◆ Page excerpt ◆
>> begin

HERE is no need to explain to any human being what it is that is meant by Pain. We all know that. We know pain by the best means of knowing: we know it by having felt it. And we arrived at that sad knowledge early; none of us lived long in this world before learning by experience what is meant by pain.

There is a sense in which we may use the word, in which its meaning is wider than it is as it stands in this text. Pain may be taken to mean all suffering, whether of the body or of the mind. And when we speak of Pleasure and Pain, or of things being pleasing or painful, we sometimes understand by pleasure everything that is pleasing, joyful, happy; and by pain, everything that you would shrink from, from whatever source it may come, everything that implies suffering, sorrow, anguish. But it is not in this large sense that the word is to be understood in this text. Pain is here to be understood in its strict

meaning. For you observe that the writer of the Revelation distinguishes it from sorrow, from death, from tears; and as he tells us of the glory and the bliss of the New Jerusalem above, as he tells us of the springs of anguish that shall be absent there, he classes our sad heritage of suffering by itself. He is speaking of God's own people, when from the discipline and trials of this mortal life they shall have passed into the Golden City; and he tells us that in that life immortal "God shall wipe away all tears from their eyes; and there shall be no more death, neither sorrow, nor crying; neither shall there be any more pain.”

>> end

◆ Objective 1 ◆
Reproduce the passage on pain word for word, from its first line to its last.

◆ Provided material ◆
>> begin

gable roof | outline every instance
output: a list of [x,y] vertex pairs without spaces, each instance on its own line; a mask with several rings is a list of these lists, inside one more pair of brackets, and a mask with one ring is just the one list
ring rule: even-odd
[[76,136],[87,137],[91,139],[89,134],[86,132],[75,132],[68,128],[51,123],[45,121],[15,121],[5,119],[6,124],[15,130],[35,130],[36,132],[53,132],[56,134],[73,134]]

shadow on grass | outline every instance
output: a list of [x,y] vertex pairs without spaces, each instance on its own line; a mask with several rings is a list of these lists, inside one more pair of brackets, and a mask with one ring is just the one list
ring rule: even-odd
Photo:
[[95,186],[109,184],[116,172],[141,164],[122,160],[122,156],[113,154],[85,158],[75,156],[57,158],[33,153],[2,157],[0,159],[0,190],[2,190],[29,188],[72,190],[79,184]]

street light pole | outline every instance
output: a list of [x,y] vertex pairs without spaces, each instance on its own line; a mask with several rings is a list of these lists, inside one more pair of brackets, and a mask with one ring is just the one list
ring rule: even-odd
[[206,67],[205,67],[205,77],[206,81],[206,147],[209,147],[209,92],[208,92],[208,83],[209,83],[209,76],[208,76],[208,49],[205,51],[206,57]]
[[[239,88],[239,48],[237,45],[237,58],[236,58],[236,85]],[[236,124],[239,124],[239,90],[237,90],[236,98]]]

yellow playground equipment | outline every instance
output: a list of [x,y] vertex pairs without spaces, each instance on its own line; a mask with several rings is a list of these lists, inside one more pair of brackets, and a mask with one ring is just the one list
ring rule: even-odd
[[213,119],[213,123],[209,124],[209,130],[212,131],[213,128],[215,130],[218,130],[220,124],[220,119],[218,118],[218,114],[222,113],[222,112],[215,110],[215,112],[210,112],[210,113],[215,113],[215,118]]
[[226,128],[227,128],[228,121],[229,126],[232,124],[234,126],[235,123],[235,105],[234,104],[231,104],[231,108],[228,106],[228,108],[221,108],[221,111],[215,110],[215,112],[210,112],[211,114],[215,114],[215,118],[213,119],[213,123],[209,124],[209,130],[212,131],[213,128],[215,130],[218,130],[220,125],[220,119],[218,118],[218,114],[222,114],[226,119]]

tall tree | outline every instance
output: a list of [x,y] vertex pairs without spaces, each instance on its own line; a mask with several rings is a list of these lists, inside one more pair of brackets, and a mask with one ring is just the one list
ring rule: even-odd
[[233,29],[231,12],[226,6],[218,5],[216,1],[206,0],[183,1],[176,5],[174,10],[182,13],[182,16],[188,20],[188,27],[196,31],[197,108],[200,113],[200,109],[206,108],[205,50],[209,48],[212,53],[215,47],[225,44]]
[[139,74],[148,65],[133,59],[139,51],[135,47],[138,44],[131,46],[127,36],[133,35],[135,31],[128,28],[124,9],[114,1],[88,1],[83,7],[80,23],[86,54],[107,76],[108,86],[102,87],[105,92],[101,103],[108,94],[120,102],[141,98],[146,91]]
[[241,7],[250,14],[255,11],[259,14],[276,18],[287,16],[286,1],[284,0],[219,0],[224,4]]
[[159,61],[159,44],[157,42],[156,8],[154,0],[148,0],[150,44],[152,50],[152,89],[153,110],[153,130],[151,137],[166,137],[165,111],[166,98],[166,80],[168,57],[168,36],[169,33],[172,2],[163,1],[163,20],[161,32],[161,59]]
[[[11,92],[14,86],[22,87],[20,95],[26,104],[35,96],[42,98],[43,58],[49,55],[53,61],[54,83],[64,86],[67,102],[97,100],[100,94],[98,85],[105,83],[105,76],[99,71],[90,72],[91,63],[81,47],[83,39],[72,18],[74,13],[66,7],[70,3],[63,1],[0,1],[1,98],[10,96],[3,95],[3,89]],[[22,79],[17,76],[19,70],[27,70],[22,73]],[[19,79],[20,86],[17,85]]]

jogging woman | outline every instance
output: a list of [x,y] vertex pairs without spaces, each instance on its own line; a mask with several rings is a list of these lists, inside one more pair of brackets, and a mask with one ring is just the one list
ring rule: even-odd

>> end

◆ Objective 2 ◆
Write out the entries word for word, starting at the line that contains "tall tree | outline every instance" and ending at the final line of the entries, with both of those lines included.

◆ Written response 1 ◆
HERE is no need to explain to any human being what it is that is meant by Pain. We all know that. We know pain by the best means of knowing: we know it by having felt it. And we arrived at that sad knowledge early; none of us lived long in this world before learning by experience what is meant by pain.

There is a sense in which we may use the word, in which its meaning is wider than it is as it stands in this text. Pain may be taken to mean all suffering, whether of the body or of the mind. And when we speak of Pleasure and Pain, or of things being pleasing or painful, we sometimes understand by pleasure everything that is pleasing, joyful, happy; and by pain, everything that you would shrink from, from whatever source it may come, everything that implies suffering, sorrow, anguish. But it is not in this large sense that the word is to be understood in this text. Pain is here to be understood in its strict

meaning. For you observe that the writer of the Revelation distinguishes it from sorrow, from death, from tears; and as he tells us of the glory and the bliss of the New Jerusalem above, as he tells us of the springs of anguish that shall be absent there, he classes our sad heritage of suffering by itself. He is speaking of God's own people, when from the discipline and trials of this mortal life they shall have passed into the Golden City; and he tells us that in that life immortal "God shall wipe away all tears from their eyes; and there shall be no more death, neither sorrow, nor crying; neither shall there be any more pain.”

◆ Written response 2 ◆
tall tree | outline every instance
output: a list of [x,y] vertex pairs without spaces, each instance on its own line; a mask with several rings is a list of these lists, inside one more pair of brackets, and a mask with one ring is just the one list
ring rule: even-odd
[[233,29],[231,12],[226,6],[218,5],[216,1],[206,0],[183,1],[176,5],[174,10],[182,13],[182,16],[188,20],[188,27],[196,31],[197,108],[200,113],[200,109],[206,108],[205,50],[209,48],[212,53],[215,47],[225,44]]
[[139,74],[148,65],[133,59],[139,51],[135,47],[138,44],[131,46],[127,36],[133,35],[135,31],[128,28],[124,9],[114,1],[88,1],[83,7],[80,23],[86,54],[107,76],[108,86],[102,87],[105,92],[101,103],[108,94],[120,102],[141,98],[146,91]]
[[241,7],[250,14],[255,11],[259,14],[276,18],[287,16],[286,1],[284,0],[219,0],[224,4]]
[[159,61],[159,44],[157,42],[156,8],[154,0],[148,0],[150,44],[152,50],[152,89],[153,110],[153,130],[151,137],[166,137],[165,111],[166,98],[166,80],[168,57],[168,36],[169,33],[172,2],[163,1],[163,20],[161,32],[161,59]]
[[[11,92],[14,86],[22,87],[20,95],[26,104],[35,96],[42,98],[43,58],[49,55],[53,61],[54,83],[64,86],[67,102],[97,100],[100,94],[98,85],[105,83],[105,76],[99,71],[90,72],[91,63],[81,47],[83,39],[72,18],[74,13],[66,7],[70,3],[63,1],[0,1],[1,98],[10,96],[3,95],[3,89]],[[22,79],[17,76],[19,70],[27,70],[22,73]],[[19,79],[20,86],[17,85]]]

jogging woman | outline every instance
output: a list of [x,y] vertex pairs without spaces, each instance on its own line; a mask with several rings is a list of these lists, inside one more pair of brackets, and a mask with one ring is just the one list
ring rule: even-odd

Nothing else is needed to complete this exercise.